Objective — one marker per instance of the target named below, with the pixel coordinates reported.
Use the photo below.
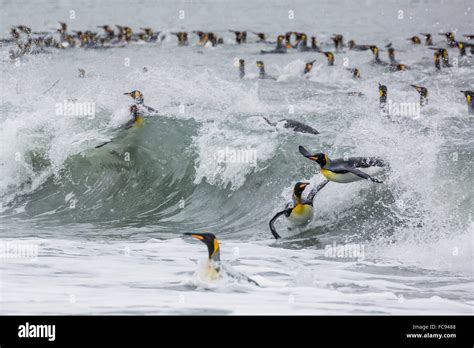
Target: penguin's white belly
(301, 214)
--
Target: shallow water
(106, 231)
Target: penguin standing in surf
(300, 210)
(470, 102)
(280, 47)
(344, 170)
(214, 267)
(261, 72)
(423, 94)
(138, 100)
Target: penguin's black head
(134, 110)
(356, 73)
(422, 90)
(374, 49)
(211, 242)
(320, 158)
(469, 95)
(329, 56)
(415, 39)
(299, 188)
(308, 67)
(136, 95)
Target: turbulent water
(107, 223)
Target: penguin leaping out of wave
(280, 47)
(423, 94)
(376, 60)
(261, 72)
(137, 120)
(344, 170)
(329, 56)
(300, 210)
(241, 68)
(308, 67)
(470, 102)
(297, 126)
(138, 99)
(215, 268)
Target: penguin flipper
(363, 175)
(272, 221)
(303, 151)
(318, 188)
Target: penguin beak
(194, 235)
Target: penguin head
==
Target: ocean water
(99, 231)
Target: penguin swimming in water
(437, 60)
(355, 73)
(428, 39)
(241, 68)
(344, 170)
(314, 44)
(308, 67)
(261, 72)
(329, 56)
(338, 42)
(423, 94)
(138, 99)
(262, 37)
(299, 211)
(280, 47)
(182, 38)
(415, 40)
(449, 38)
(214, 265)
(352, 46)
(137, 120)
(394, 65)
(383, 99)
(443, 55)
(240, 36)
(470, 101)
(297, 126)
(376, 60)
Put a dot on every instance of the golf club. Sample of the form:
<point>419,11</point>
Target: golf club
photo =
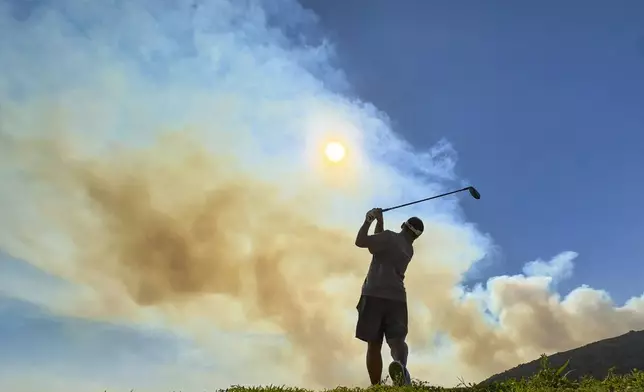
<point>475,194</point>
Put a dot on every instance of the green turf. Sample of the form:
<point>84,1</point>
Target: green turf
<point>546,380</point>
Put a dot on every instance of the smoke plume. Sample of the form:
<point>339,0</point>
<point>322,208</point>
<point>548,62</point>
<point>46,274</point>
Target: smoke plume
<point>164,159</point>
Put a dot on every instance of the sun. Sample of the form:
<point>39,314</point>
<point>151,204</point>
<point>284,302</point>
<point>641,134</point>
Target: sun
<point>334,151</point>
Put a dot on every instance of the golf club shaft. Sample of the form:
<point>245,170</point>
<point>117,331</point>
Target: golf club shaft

Task instructions: Count how many lines in the records hold the string "instance"; reply with the number alone.

Response: 6